• **Work task**
Copy every record exactly, with nothing left out.

• **Provided records**

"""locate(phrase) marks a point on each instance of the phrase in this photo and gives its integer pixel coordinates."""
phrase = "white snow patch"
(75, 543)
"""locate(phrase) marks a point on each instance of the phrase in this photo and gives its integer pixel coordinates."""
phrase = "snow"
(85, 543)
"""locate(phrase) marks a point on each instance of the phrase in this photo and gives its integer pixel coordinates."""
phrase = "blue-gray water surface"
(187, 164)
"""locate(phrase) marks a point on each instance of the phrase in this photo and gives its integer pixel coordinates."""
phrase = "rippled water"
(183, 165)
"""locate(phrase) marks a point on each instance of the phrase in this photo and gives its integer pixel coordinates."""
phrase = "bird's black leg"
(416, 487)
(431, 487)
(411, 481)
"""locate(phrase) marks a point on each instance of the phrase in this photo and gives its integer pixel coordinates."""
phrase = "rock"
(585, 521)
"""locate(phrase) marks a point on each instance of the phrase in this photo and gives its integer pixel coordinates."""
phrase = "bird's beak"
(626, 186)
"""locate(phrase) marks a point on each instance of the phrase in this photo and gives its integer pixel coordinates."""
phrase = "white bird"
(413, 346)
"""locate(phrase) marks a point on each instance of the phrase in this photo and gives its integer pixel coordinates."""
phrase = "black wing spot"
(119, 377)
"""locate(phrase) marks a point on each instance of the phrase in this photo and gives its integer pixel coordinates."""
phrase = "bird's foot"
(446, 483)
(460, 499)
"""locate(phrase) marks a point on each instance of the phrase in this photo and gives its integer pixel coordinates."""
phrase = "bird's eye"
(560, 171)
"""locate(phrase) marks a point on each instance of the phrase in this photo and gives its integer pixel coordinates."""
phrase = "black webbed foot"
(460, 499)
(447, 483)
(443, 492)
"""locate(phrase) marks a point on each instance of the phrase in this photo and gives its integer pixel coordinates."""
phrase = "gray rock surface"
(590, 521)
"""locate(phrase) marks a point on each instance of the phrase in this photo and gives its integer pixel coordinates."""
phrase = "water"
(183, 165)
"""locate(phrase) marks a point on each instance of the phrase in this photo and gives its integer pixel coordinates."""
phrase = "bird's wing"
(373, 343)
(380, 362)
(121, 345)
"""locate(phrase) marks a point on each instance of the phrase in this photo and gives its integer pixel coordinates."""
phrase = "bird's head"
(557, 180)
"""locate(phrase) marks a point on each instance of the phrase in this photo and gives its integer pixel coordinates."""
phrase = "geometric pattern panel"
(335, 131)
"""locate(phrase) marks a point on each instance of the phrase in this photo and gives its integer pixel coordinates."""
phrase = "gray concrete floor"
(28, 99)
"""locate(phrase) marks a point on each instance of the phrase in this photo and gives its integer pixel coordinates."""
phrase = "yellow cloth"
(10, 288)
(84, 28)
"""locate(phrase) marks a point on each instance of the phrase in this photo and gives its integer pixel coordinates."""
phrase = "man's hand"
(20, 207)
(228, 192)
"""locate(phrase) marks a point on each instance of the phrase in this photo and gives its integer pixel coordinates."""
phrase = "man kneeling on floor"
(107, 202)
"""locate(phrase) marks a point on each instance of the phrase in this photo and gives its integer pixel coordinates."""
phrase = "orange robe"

• **Exercise result**
"""locate(phrase) marks a point on each instance of the phrase in this photo and gives its integer pixel coordinates."""
phrase = "white snow patch"
(75, 543)
"""locate(phrase) marks a point on each instance of the phrase in this photo and gives its integer pixel coordinates."""
phrase = "snow"
(85, 543)
"""locate(phrase) marks a point on each instance of the phrase in this photo and gives its integer pixel coordinates."""
phrase = "blue-gray water surface"
(187, 164)
"""locate(phrase) marks a point on each instance of the phrase in this photo and gives its integer pixel coordinates."""
phrase = "rippled water"
(183, 165)
"""locate(phrase) marks a point on each instance of the phrase in this photo and gives its integer pixel coordinates."""
phrase = "bird's black leg"
(416, 487)
(431, 487)
(411, 481)
"""locate(phrase) marks a point on each instance of the phrase in this photo and gives its integer pixel coordinates."""
phrase = "rock"
(585, 521)
"""locate(phrase) marks a point on each instance of the phrase in this photo and gives its integer pixel coordinates."""
phrase = "bird's beak"
(626, 186)
"""locate(phrase) marks a point on each instance of the phrase in this photo and gives its integer pixel coordinates."""
phrase = "white bird"
(413, 346)
"""locate(phrase) marks a point on each instance of the phrase in this photo and gives its integer pixel coordinates."""
phrase = "black wing spot"
(119, 377)
"""locate(phrase) marks a point on each instance of the phrase in this photo and gives its integer pixel coordinates."""
phrase = "bird's foot"
(446, 483)
(460, 499)
"""locate(phrase) marks a point on each instance of the phrase in this photo and gives its integer pixel coordinates."""
phrase = "bird's eye"
(560, 171)
"""locate(phrase) marks a point on each instance of the phrase in this photo and gives its integer pixel coordinates."""
phrase = "black webbed foot"
(460, 499)
(447, 483)
(443, 492)
"""locate(phrase) marks a point on each instance of the phrase in this photo and gives its integer pixel coordinates."""
phrase = "gray rock surface"
(590, 521)
"""locate(phrase) marks a point on each instance of the phrase in this photo and gives its integer pixel coordinates."""
phrase = "water"
(183, 165)
"""locate(phrase) marks a point on each instance of the phrase in this photo and gives its integer pixel coordinates."""
phrase = "bird's wing"
(373, 343)
(380, 362)
(121, 345)
"""locate(phrase) marks a point on each instance of the phrase in this photo and gives its integer pixel coordinates."""
phrase = "bird's head"
(557, 180)
"""locate(phrase) marks a point on each instance of the phrase in this photo and gives its integer pixel coordinates."""
phrase = "geometric pattern panel"
(335, 131)
"""locate(phrase) marks a point on each instance of the phrase in this photo and gives its integer pixel coordinates."""
phrase = "gray concrete floor"
(28, 99)
"""locate(phrase) marks a point on each instance of the phrase in this photo and gives its integer pixel coordinates."""
phrase = "yellow cloth"
(10, 288)
(84, 28)
"""locate(phrase) marks a point on each instance of the phrase in this photo and gives its integer pixel coordinates."""
phrase = "man's hand"
(20, 207)
(228, 192)
"""locate(phrase) marks a point on each instance of the phrase in this photo and gives its integer pixel coordinates."""
phrase = "man kneeling on floor"
(107, 202)
"""locate(phrase) marks a point on each instance of the phrase in this photo and gives its integer pixel coordinates."""
phrase = "orange robe"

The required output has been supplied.